_Extract_
####################

Susan Cain posits in her book “Quiet: The Power of Introverts in a World That Can’t Stop Talking” that there is no correlation between people who speak well and people who have the best ideas. In my experience that has been proven true repeatedly. The ideas of the more reserved members of the team are every bit as important as those from the more outspoken members.
I write and speak frequently about the duties that I consider essential to being a leader day to day, but among those duties that I take part in for the long-term health of my team—part of my leadership long game—is to give a voice to the quiet members of the team.
A thing that I frequently see when I take on leadership of a team is that there are invariable numerous muted voices on the team, and the bearers of those voices—and the ideas they contain—are uniformly not being given the weight that they deserve. Leaders need to learn that the reserved, the shy, the introverts, the unsure of themselves, and the conflict averse have brilliant ideas bubbling underneath a surface that is waiting for someone to put in the effort to breach.
And make no mistake, it takes quite a bit of effort for most of us; me especially. As anybody who has ever met me can attest, I can be bombastic.1 When I get excited or enthusiastic, my voice gets loud and my words come quickly and relentlessly; my exuberance can result in a considerable amount of “me” in a given meeting. In my experience, the same is true to varying degrees for a lot of leaders; the selection bias in place for leadership tends toward those that are outgoing or at least are situationally outgoing. Because of this, it requires a focused, conscious approach to ensuring that I’m not only avoiding drowning out the quiet voices, but actively making it possible for them to speak.
For a variety of reasons, the softer voices have decided that their ideas are not worthwhile or not worth sharing. Perhaps they suffer from impostor syndrome and feel that their ideas have little merit; or they have volunteered ideas in the past only to see them ignored or (worse) perverted into something terrible; maybe they’re simply conflict averse and don’t want to have to “fight” for their idea.
There are countless possible reasons for your teammates’ reticence to speak up, and it is important that you seek out, as a first step, those reasons for each member of your team from whom you wish to hear. There is no one size fits all solution, you will have to apply a solution uniquely to each type of situation.
Tailoring your approach to the individual is profoundly important. Impostor syndrome sufferers might need to have a private forum in the beginning to speak their ideas initially before you encourage them to share with the broader team. Those that have had their ideas stomped or ruined might require being given some degree of stewardship over the direction of their idea’s implementation throughout its lifecycle until they can learn to trust you and the team. Those that are conflict averse might need the brainstorming environment to be just a little more contained. Different strokes, as they say, for different folks.

####################

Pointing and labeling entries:
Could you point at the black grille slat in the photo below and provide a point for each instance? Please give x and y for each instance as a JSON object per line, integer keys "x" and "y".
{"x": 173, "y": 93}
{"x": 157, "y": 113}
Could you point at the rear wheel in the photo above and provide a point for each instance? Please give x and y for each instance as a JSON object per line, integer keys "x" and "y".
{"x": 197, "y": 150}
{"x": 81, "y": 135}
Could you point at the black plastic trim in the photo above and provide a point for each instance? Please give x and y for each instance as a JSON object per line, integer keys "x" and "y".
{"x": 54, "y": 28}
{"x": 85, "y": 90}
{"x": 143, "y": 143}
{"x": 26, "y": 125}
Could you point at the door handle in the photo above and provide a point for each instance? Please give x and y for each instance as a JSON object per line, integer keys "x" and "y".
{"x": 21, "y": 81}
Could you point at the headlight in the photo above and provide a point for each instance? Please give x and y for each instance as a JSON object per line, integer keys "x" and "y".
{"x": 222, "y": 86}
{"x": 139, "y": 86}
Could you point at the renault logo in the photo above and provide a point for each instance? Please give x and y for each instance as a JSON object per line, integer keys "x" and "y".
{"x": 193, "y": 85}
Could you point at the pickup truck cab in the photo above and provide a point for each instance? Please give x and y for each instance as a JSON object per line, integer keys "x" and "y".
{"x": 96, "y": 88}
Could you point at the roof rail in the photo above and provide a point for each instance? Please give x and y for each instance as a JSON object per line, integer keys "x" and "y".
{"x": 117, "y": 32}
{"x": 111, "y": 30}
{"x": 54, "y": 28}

####################

_Your tasks_
**A.** In the essay on leadership and quiet team members, what does Susan Cain's book say about people who speak well?
**B.** Reproduce only the part of the listing that opens with the line containing "Could you point at the pickup" and runs through the end of the listing, switching "roof rail" to "roof rack" and leaving everything else unchanged.

_The results_
**A.** It says there is no correlation between people who speak well and people who have the best ideas.

**B.**
Could you point at the pickup truck cab in the photo above and provide a point for each instance? Please give x and y for each instance as a JSON object per line, integer keys "x" and "y".
{"x": 96, "y": 88}
Could you point at the roof rack in the photo above and provide a point for each instance? Please give x and y for each instance as a JSON object per line, integer keys "x" and "y".
{"x": 117, "y": 32}
{"x": 111, "y": 30}
{"x": 54, "y": 28}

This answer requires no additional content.